__Information given__

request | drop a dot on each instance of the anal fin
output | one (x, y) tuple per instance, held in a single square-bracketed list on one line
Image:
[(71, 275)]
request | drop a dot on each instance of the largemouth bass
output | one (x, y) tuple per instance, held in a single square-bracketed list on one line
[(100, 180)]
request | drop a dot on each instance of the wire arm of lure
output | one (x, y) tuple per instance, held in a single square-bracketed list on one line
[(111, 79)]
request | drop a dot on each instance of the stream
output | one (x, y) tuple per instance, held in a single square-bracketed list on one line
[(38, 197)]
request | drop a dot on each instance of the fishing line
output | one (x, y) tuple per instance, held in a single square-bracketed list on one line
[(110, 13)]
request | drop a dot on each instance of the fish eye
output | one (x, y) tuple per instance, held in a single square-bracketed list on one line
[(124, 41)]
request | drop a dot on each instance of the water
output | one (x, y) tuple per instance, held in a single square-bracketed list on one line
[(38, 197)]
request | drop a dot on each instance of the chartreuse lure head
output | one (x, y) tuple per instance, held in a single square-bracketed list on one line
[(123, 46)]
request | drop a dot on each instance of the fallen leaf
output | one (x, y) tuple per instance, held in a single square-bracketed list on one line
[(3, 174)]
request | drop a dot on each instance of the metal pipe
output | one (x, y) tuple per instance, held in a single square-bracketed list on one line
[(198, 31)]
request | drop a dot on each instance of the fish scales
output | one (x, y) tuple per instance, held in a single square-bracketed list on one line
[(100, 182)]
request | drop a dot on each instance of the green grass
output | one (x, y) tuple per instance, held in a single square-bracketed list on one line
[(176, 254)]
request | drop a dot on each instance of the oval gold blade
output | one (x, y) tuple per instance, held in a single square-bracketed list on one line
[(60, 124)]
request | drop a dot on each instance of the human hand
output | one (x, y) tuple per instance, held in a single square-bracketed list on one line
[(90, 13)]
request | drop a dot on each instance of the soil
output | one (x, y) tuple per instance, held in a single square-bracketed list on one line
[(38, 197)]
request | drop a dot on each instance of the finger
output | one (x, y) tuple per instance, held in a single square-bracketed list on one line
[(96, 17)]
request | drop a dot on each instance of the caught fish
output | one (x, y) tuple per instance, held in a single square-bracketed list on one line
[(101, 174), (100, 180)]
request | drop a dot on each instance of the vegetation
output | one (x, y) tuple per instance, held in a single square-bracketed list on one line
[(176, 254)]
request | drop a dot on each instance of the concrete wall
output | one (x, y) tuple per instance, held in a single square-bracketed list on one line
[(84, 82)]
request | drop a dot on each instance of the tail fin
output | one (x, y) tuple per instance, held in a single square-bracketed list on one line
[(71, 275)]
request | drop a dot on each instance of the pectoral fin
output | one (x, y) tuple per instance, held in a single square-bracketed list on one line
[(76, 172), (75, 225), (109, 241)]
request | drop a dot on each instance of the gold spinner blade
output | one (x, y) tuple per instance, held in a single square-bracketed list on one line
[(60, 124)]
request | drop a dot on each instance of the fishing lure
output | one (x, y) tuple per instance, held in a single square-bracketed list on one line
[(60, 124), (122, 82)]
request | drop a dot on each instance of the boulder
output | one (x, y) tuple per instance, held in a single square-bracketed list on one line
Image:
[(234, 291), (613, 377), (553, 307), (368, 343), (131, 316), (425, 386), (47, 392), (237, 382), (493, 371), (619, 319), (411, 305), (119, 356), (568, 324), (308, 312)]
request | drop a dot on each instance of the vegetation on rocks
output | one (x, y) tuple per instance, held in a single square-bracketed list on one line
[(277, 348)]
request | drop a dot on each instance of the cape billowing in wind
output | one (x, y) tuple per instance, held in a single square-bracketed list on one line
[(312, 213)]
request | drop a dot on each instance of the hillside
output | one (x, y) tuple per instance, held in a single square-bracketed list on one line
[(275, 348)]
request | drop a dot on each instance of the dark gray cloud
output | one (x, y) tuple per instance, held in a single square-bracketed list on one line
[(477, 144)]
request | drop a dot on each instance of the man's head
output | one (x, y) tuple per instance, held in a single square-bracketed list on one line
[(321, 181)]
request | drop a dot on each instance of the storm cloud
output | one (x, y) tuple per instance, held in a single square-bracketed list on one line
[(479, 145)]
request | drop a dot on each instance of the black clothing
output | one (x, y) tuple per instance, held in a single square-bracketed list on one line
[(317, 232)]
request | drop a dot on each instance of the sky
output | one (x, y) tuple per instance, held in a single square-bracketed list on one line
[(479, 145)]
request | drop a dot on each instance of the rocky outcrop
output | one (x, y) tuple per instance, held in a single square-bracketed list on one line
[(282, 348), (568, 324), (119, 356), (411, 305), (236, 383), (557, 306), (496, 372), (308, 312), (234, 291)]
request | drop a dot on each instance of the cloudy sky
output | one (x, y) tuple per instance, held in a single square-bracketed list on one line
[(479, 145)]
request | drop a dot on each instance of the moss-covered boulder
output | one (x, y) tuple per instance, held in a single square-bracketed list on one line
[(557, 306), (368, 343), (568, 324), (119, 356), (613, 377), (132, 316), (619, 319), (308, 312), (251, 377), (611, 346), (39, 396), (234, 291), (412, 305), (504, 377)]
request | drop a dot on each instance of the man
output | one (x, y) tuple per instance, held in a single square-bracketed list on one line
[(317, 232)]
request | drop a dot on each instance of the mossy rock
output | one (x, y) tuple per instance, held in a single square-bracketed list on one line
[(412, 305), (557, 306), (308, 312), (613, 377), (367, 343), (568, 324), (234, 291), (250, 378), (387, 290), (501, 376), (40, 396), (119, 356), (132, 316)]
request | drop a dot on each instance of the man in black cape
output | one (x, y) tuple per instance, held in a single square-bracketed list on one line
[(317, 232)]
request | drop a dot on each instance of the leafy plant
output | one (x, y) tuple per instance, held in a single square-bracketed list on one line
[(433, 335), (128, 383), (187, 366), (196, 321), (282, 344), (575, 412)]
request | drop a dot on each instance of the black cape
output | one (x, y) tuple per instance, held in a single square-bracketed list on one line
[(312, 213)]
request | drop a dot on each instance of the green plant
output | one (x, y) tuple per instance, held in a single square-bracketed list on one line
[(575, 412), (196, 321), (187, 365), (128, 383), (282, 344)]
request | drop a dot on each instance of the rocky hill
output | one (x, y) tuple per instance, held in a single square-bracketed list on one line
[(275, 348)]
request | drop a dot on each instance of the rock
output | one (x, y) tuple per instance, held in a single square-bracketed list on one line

__What you are asked to do__
Reproduce the material above, every line of it, exactly.

__Result for this exercise__
request | drop a dot on each instance of the anal fin
output | one (x, y) tuple per instance, held in a single square-bracketed list on one line
Image:
[(71, 275)]
request | drop a dot on each instance of the largemouth bass
output | one (x, y) tuple per instance, held in a single square-bracketed list on one line
[(100, 180)]
request | drop a dot on each instance of the wire arm of lure
output | one (x, y) tuple per instance, held in a single square-bracketed list on one line
[(111, 79)]
request | drop a dot on each instance of the stream
output | one (x, y) tuple per instance, held in a single square-bracketed list on one line
[(38, 197)]
request | drop a dot on each instance of the fishing line
output | one (x, y) tuple per instance, held in a single square-bracketed list on one line
[(110, 13)]
request | drop a dot on each instance of the fish eye
output | one (x, y) tuple per instance, held in a single square-bracketed list on one line
[(124, 41)]
request | drop a dot on each instance of the water
output | one (x, y) tuple per instance, held in a single square-bracketed list on one line
[(38, 197)]
request | drop a dot on each instance of the chartreuse lure head
output | one (x, y) tuple per instance, held in a single square-bracketed list on one line
[(123, 46)]
request | drop a dot on each instance of the fallen leaf
output | one (x, y) tuple per instance, held in a single square-bracketed list on one line
[(3, 174)]
request | drop a dot on each instance of the metal pipe
output | one (x, y) tuple per instance, held in a single square-bracketed list on one line
[(198, 31)]
request | drop a dot on each instance of the fish scales
output | one (x, y) tuple per instance, held in a single square-bracketed list on one line
[(100, 182)]
request | drop a dot on each instance of the green grass
output | one (x, y) tuple per instance, held in a single square-bracketed list on one line
[(176, 254)]
request | drop a dot on each instance of the oval gold blade
output | one (x, y) tuple per instance, held in a single square-bracketed list on one line
[(60, 124)]
request | drop a dot on each instance of the human hand
output | one (x, y) tuple per instance, held in a single square-bracketed list on one line
[(90, 13)]
request | drop a dot on each instance of the soil
output | one (x, y) tuple per instance, held in a single square-bracketed list on one line
[(38, 197)]
request | drop a dot on each instance of the finger
output | one (x, y) tuple per instance, held in a single square-bracketed list on one line
[(96, 17)]
request | drop a dot on each instance of the caught fish
output | one (x, y) tuple per instance, held in a single square-bracketed list on one line
[(101, 174), (100, 180)]
request | drop a dot on each instance of the vegetation
output | one (x, y) tuple per instance, held in a single square-bracketed list on one line
[(176, 254)]
request | drop a dot on each instance of the concrete wall
output | one (x, y) tuple per instance, held in a single square-bracketed list on one line
[(84, 82)]
request | drop a dot on each instance of the tail fin
output | one (x, y) tuple per instance, held in a single square-bracketed list on one line
[(71, 275)]
request | drop a dot on each instance of the pectoral fin
output | one (x, y) tuple per instance, held in a single square-bracketed list on one line
[(76, 172), (75, 225), (109, 241)]
request | drop a dot on each instance of the gold spinner blade
output | one (x, y) tuple per instance, held in a single square-bracketed list on one line
[(60, 124)]
request | drop a dot on each instance of the fishing lure
output | one (x, y) tuple per instance, held in a single square-bracketed list on one line
[(60, 124), (122, 82)]
request | drop a dot on each instance of the boulder
output | one (x, y) tuple per instance, held in a single square-bracketed list on one line
Image:
[(234, 291), (613, 377), (553, 307), (368, 343), (131, 316), (425, 386), (47, 392), (237, 382), (493, 371), (619, 319), (411, 305), (119, 356), (568, 324), (308, 312)]
request | drop a dot on each instance of the vegetation on rocks
output | one (x, y) tuple per instance, held in a single square-bracketed list on one line
[(277, 348)]
request | drop a dot on each instance of the cape billowing in wind
output | one (x, y) tuple per instance, held in a single square-bracketed list on one line
[(312, 213)]
request | drop a dot on each instance of the hillside
output | one (x, y) tuple per instance, held in a single square-bracketed list on one line
[(275, 348)]
request | drop a dot on each instance of the dark gray cloud
output | one (x, y) tuple per instance, held in a single square-bracketed list on one line
[(477, 144)]
request | drop a dot on each instance of the man's head
output | one (x, y) tuple per instance, held in a single square-bracketed list on one line
[(321, 181)]
request | drop a dot on each instance of the storm cloud
output | one (x, y) tuple per instance, held in a single square-bracketed list on one line
[(479, 145)]
request | drop a dot on each instance of the black clothing
output | one (x, y) tuple per instance, held in a single square-bracketed list on one line
[(317, 232)]
request | drop a dot on each instance of the sky
output | one (x, y) tuple per instance, held in a single square-bracketed list on one line
[(479, 145)]
request | drop a dot on each instance of the rocky outcrop
output | one (x, y) tuple per instance, held in a single square-bracketed list on one line
[(282, 348), (568, 324), (119, 356), (411, 305), (236, 383), (557, 306), (496, 372), (308, 312), (234, 291)]
request | drop a dot on each instance of the cloudy sky
output | one (x, y) tuple per instance, held in a single square-bracketed list on one line
[(479, 145)]
request | drop a dot on each instance of the moss-covered boulder
output | one (x, y) tuple per instance, held in a single square-bracketed list on one line
[(557, 306), (368, 343), (568, 324), (119, 356), (613, 377), (132, 316), (619, 319), (308, 312), (251, 377), (611, 346), (39, 396), (234, 291), (412, 305), (504, 377)]
request | drop a dot on each instance of the man
output | one (x, y) tuple per instance, held in a single square-bracketed list on one line
[(317, 232)]
request | drop a dot on each instance of the mossy rock
output | one (x, y) tuple per instance, held in a single square-bracketed list on one line
[(412, 305), (557, 306), (308, 312), (613, 377), (367, 343), (568, 324), (234, 291), (250, 378), (387, 290), (501, 376), (40, 396), (119, 356), (132, 316)]
request | drop a dot on each instance of the man in black cape
output | one (x, y) tuple per instance, held in a single square-bracketed list on one line
[(317, 232)]
request | drop a dot on each instance of the leafy plant
output | one (x, y) tuple per instance, held in a single square-bracketed list on one line
[(433, 335), (128, 383), (187, 366), (196, 321), (282, 344), (575, 412)]
request | drop a dot on each instance of the black cape
output | one (x, y) tuple per instance, held in a single square-bracketed list on one line
[(312, 213)]
request | drop a dot on each instance of the green plant
output | one (x, y) tuple per instance, held in a single square-bracketed list on one line
[(575, 412), (196, 321), (187, 365), (128, 383), (282, 344)]
request | drop a dot on each instance of the rocky hill
output | one (x, y) tuple per instance, held in a single square-bracketed list on one line
[(275, 348)]
request | drop a dot on each instance of the rock
output | one (x, y) tuple per instance, held in a single square-bracketed list on one line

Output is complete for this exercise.